# start of Passage given

A Simple, Almost Magical Formula For Getting Any Startup Or Product To Work

A couple of years before Pinterest came out, I created Pinterest. Or rather, I created a really crappy proto-Pinterest.

My website allowed you to paste in a URL from the Internet, and it would grab the photo and description. Then you could put whatever it was in one of three collections: Things You Have, Things You Want, Things You Like.

Tragically — even though I built it earlier — I didn’t release it until after Pinterest. 2010 happened, Pinterest dropped, and I panicked. I hurriedly released my site and got a few tech blogs to write about it, and…crickets. People signed up for my site and never came back. They didn’t really want what I offered; at least not the way I’d set it up. And I’d agonized over those features for years!

And Pinterest, well, it’s Pinterest now.

A few things happened here that taught me one of my most enduring lessons in building startups and products. Analyzing what I did wrong led to a pretty simple framework — a sort of startup magic formula I’ve been using ever since. And it works!

Here’s a quick summary of mistakes I made that time around:

  • I kept stalling the launch of my product, deciding that it wouldn’t work without X, Y, or Z new feature, which I would then have to build.
  • I was hesitant to show my baby to people until it was perfect. I didn’t want to blow my shot at impressing everyone. Of course my friends were all praise and encouragement, but friends are friends.
  • I came into the business with a whole laundry list of assumptions: about what people wanted; about what I needed to do to get people using my product; about what was important for the success of my startup. But experience repeatedly taught me that what I’d assumed at the outset simply wasn’t true.
  • In general, I held on to my early ideas about what the thing needed to be like for…way too long. Then I was out of money and out of steam.
“A mesmerizing read for anyone looking to up-level their leadership skills.” –Kathryn Minshew, CEO of The Muse

Over the years, I’ve seen other entrepreneurs make these same mistakes time and again. Whenever friends or acquaintances come to me with startup ideas, asking for advice, I always tell them this same thing:

When creating a startup or product, your job is to make a list of assumptions that must be true for it to work, and then…

ELIMINATE THEM! The quicker the better. Anything else is a waste of time and money.

# end of Passage given

Short exercise 1: In the startup essay, what were the three collections the author's website let you put an item into?
The entries that follow have no connection to the startup essay.

# start of Extracted entries

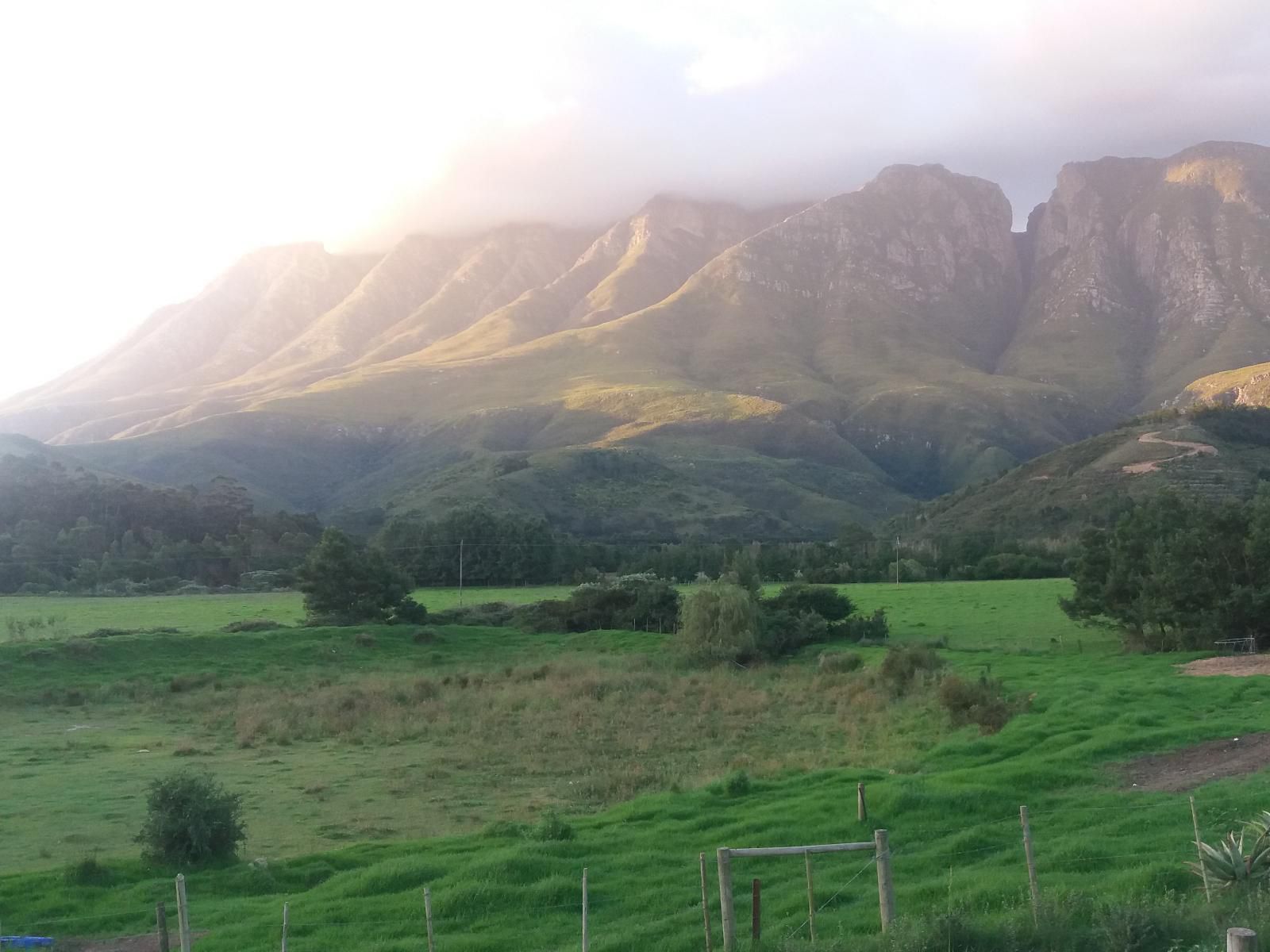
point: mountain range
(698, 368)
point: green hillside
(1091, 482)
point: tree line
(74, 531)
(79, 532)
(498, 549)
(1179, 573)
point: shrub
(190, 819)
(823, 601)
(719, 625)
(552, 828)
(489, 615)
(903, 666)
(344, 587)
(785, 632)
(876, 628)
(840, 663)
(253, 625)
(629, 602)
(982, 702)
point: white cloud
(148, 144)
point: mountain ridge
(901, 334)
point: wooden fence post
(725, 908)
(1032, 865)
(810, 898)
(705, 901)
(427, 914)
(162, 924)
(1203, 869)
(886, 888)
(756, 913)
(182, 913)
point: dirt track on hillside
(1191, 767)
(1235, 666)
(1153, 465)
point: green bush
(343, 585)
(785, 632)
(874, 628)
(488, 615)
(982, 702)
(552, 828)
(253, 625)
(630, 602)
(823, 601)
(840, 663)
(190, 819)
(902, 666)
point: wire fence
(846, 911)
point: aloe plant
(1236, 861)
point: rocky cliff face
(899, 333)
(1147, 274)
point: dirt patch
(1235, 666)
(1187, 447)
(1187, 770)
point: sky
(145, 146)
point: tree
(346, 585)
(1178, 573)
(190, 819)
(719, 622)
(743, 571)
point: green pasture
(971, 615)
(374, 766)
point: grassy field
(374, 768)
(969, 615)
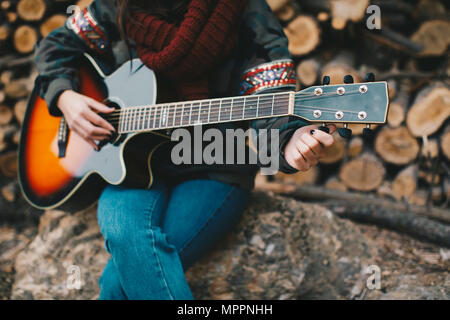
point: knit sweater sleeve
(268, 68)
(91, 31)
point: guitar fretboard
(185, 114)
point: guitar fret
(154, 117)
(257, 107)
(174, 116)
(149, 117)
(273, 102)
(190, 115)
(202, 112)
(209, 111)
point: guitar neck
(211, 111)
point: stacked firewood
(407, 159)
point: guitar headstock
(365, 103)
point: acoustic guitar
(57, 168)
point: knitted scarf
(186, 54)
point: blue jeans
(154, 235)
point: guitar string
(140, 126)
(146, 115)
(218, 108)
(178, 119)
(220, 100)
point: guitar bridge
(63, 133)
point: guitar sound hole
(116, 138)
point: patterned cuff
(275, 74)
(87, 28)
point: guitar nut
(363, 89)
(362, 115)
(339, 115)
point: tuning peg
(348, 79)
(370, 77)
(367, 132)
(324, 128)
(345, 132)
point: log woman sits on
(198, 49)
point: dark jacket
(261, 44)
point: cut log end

# end of Extracted entries

Short exercise 2: In the entries, take the lines from the one containing "point: guitar sound hole" through the end of the entries, change "guitar" to "ukulele" throughout, and return only those lines with everything else unchanged.

Written answer 1: Things You Have, Things You Want, and Things You Like.

Written answer 2:
point: ukulele sound hole
(116, 138)
point: patterned cuff
(275, 74)
(87, 28)
point: ukulele nut
(363, 89)
(362, 115)
(339, 115)
point: tuning peg
(348, 79)
(370, 77)
(367, 132)
(324, 128)
(345, 132)
point: log woman sits on
(198, 49)
point: dark jacket
(261, 44)
point: cut log end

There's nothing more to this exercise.